- TEXT PROVIDED -
PACK_COUNTS = [1, 2, 3, 4, 5, 6, 12]

# Words too generic to be useful for smart link-matching.
GENERIC_WORDS = {
    "pack", "packs", "de", "con", "sin", "los", "las", "del", "para",
    "the", "and", "for", "of", "plus", "forte", "complex", "siglo",
    "soria", "natural", "extracto", "sxxi", "xxi", "xxl",
    "comprimidos", "tabletas", "capsulas", "capsules", "mg", "ml",
}


def generate_search_query(product_name: str, pack_count: int) -> str:
    """
    Generate the search query for a given product and pack count.

    Pack 1  -> base name as-is   (e.g. "RESVERASOR PLUS")
    Pack N  -> base + " Pack N"  (e.g. "RESVERASOR PLUS Pack 2")
    """
    base = product_name.strip()
    if pack_count == 1:
        return base
    return f"{base} Pack {pack_count}"


def get_pack_price(product, pack_count: int) -> Optional[float]:
    """
    Return the pre-calculated price threshold for a given pack count.
    Reads price_1_pack ... price_12_pack from the product row.

- DATASET EXTRACT -
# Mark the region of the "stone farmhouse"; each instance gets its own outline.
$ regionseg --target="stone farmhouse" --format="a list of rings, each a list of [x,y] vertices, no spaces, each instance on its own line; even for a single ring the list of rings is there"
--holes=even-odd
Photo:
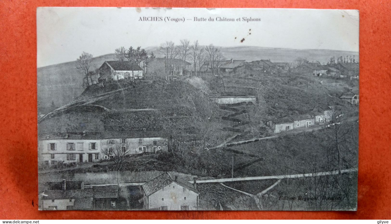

- TASKS TO COMPLETE -
**a.** In the code, which pack counts does PACK_COUNTS list?
**b.** Please rewrite the stretch of the code from "def get_pack_price(product, pack_count: int)" through "the product row.", changing "threshold" to "limit".

- EXERCISE RESPONSES -
**a.** 1, 2, 3, 4, 5, 6, and 12.

**b.**
def get_pack_price(product, pack_count: int) -> Optional[float]:
    """
    Return the pre-calculated price limit for a given pack count.
    Reads price_1_pack ... price_12_pack from the product row.